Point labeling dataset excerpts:
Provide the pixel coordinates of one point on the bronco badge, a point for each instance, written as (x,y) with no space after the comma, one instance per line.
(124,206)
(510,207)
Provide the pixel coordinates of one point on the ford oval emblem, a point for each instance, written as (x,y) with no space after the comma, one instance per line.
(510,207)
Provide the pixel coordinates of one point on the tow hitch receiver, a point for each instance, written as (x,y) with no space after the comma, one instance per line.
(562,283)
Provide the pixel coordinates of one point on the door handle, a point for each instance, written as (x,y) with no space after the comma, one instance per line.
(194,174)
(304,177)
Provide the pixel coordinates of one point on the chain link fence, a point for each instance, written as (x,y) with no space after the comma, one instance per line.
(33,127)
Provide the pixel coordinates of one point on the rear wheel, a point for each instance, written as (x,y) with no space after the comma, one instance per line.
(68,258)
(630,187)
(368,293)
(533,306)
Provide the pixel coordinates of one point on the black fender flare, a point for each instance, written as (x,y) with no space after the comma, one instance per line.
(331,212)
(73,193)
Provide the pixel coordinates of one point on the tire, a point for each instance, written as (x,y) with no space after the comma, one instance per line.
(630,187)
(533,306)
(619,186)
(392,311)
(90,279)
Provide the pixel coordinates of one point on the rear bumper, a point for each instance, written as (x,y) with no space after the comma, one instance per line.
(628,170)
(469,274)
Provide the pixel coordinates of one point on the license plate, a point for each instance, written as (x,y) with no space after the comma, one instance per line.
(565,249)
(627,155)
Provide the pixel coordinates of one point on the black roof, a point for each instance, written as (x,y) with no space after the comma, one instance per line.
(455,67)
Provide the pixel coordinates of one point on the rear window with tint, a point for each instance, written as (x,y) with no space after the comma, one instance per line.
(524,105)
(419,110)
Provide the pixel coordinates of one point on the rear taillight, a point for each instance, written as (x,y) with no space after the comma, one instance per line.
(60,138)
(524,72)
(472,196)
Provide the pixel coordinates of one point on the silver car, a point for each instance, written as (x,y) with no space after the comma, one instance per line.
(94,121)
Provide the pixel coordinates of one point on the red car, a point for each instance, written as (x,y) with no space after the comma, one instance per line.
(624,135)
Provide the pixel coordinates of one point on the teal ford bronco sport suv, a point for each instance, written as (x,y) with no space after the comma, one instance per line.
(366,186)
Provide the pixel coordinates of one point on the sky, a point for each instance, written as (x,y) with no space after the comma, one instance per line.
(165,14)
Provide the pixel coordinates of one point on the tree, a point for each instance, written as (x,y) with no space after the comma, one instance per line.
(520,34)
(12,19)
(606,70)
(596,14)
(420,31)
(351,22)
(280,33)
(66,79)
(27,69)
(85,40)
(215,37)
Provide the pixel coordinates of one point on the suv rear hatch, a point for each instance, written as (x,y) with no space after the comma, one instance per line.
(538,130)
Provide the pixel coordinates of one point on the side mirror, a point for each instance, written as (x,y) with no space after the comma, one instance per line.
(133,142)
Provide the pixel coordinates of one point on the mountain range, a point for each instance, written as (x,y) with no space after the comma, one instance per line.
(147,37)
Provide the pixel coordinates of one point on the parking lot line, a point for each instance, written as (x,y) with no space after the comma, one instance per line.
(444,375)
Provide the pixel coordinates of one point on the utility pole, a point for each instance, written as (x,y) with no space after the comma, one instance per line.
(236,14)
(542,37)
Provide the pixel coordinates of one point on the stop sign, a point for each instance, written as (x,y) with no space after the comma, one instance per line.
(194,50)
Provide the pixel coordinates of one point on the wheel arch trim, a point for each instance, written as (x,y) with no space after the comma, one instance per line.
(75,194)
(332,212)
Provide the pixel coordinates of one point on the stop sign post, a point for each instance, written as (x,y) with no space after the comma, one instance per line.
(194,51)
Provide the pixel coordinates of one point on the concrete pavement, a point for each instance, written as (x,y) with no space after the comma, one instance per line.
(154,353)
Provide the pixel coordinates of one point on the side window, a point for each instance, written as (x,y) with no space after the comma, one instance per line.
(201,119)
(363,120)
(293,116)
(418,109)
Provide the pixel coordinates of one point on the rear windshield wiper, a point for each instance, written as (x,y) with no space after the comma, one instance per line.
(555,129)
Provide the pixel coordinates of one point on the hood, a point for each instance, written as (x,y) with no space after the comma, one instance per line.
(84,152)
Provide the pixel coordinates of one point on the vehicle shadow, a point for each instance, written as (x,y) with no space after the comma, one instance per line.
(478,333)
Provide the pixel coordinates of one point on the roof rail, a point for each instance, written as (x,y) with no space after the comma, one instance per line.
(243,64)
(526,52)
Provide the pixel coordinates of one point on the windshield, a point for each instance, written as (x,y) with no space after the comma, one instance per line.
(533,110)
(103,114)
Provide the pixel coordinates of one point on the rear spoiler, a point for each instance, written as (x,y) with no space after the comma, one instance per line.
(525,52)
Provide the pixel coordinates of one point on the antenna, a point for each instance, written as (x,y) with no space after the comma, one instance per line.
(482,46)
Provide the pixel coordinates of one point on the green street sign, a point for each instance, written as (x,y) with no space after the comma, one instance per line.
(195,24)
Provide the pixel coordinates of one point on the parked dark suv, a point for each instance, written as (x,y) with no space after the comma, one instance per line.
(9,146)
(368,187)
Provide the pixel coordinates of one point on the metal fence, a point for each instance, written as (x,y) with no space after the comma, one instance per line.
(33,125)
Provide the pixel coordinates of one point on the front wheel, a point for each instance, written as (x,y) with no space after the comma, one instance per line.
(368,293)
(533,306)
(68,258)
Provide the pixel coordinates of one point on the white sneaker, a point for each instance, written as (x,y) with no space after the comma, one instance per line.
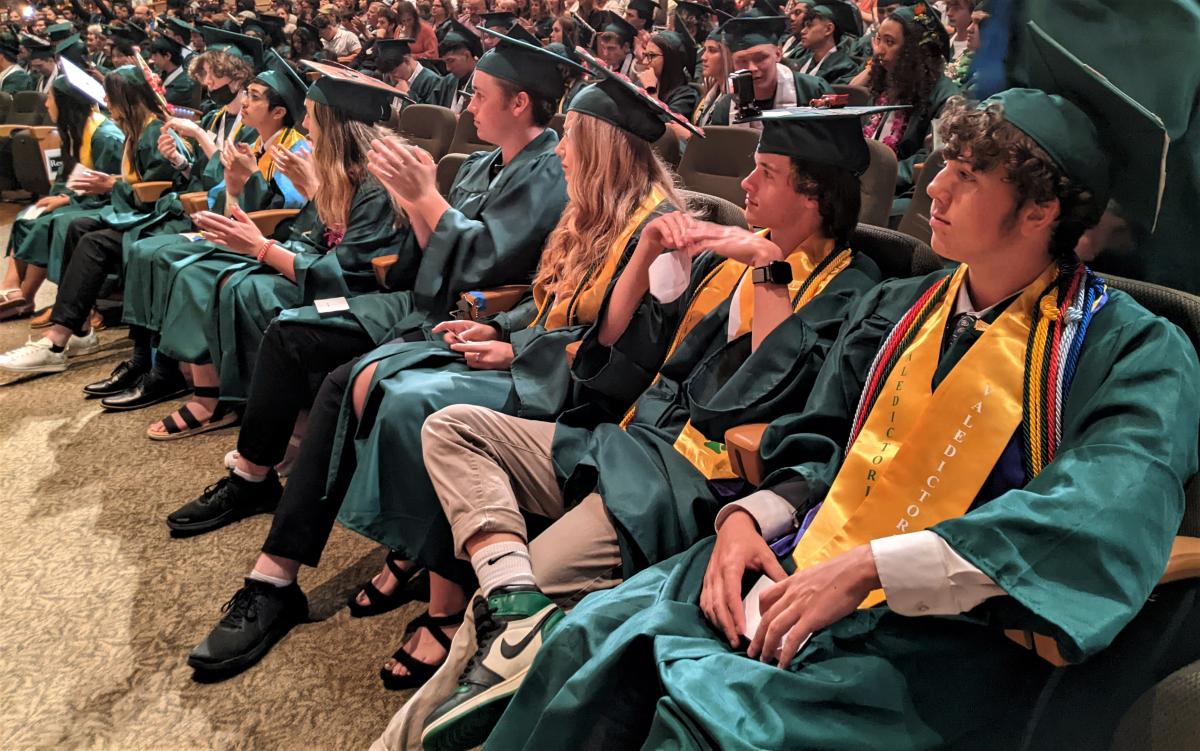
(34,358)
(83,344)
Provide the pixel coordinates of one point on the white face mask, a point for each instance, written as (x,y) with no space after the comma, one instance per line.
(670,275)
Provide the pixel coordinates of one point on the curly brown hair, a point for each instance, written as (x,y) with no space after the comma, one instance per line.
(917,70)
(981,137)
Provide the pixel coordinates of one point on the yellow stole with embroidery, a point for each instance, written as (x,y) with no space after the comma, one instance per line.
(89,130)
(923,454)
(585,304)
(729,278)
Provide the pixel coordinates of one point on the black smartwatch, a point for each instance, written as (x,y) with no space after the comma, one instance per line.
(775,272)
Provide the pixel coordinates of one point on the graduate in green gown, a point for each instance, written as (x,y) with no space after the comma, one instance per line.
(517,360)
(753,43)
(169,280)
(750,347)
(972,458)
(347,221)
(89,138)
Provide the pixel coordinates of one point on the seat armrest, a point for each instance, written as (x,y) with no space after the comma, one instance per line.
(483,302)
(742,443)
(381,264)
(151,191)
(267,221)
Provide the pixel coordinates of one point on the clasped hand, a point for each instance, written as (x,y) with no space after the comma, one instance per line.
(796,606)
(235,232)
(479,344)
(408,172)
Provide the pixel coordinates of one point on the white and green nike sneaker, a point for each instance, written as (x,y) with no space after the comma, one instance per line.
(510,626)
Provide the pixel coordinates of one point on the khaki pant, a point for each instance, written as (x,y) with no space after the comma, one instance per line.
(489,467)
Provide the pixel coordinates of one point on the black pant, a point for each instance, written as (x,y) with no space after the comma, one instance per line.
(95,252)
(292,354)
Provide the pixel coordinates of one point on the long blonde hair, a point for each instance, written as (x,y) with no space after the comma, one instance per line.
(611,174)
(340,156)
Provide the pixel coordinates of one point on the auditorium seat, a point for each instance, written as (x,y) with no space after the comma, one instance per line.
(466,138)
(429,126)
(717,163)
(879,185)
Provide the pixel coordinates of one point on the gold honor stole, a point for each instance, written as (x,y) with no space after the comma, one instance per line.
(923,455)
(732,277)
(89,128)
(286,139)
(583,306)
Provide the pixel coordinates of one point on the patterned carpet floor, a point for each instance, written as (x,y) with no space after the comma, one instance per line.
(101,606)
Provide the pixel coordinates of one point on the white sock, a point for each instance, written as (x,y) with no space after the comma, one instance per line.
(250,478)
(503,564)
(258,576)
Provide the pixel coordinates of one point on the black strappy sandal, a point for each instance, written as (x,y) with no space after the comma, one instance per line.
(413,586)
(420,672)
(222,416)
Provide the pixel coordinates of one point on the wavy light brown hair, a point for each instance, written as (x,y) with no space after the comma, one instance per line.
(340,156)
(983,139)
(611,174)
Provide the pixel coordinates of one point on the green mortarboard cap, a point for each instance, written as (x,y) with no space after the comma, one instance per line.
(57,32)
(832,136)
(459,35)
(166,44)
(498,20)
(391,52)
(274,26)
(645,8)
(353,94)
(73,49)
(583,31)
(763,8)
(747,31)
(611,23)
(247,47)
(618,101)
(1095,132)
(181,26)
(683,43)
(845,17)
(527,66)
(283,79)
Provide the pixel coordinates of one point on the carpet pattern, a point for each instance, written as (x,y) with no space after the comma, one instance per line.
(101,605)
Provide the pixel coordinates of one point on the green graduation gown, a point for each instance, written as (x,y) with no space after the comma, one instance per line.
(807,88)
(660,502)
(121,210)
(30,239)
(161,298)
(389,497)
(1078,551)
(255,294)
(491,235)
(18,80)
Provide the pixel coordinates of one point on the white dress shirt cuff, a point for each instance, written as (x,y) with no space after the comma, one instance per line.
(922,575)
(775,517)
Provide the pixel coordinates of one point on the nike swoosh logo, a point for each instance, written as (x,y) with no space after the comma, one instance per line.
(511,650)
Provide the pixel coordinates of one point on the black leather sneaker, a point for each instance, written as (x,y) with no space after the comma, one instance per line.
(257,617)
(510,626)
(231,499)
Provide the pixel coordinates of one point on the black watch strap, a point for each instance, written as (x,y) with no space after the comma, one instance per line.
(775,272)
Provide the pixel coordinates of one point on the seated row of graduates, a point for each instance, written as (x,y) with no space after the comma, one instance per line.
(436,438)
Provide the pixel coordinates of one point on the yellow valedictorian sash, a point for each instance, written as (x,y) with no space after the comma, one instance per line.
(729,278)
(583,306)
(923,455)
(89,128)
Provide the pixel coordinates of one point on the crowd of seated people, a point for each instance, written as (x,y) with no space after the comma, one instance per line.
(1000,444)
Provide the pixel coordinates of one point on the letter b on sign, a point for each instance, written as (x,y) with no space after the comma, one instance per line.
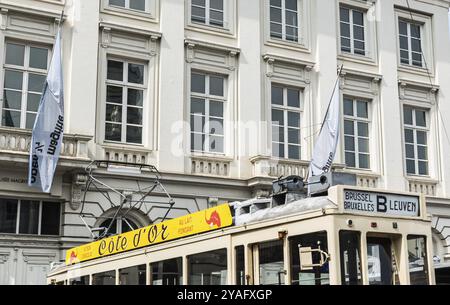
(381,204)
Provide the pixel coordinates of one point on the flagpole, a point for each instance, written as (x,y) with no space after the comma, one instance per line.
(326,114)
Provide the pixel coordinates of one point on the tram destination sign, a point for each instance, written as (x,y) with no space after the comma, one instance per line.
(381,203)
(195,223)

* [Task directions]: Each line from the one that contains "Provide the pixel coordinates of one point on the crowd" through the end of the records should be restated exactly; include both end lines and leave any pictures out.

* [Written reply]:
Provide the pixel coordinates of one point on the crowd of seated people, a point for each instance, written as (x,y) with no space after the comma, one instance per line.
(1000,444)
Provide the pixel coordinates of one point on the letter b on sign, a point for each instance, written as (x,y) with no space after the comma, one instance per line.
(381,204)
Provide the pixel coordinates of one point on the flagpole, a point for each instance, written as (x,y) with no space after the comma, one instance per line.
(326,114)
Provide the pixel coordinates of one point on the tram destination sign, a point for each instance, written as (x,y) with no space after the comma, one instance per line.
(381,203)
(195,223)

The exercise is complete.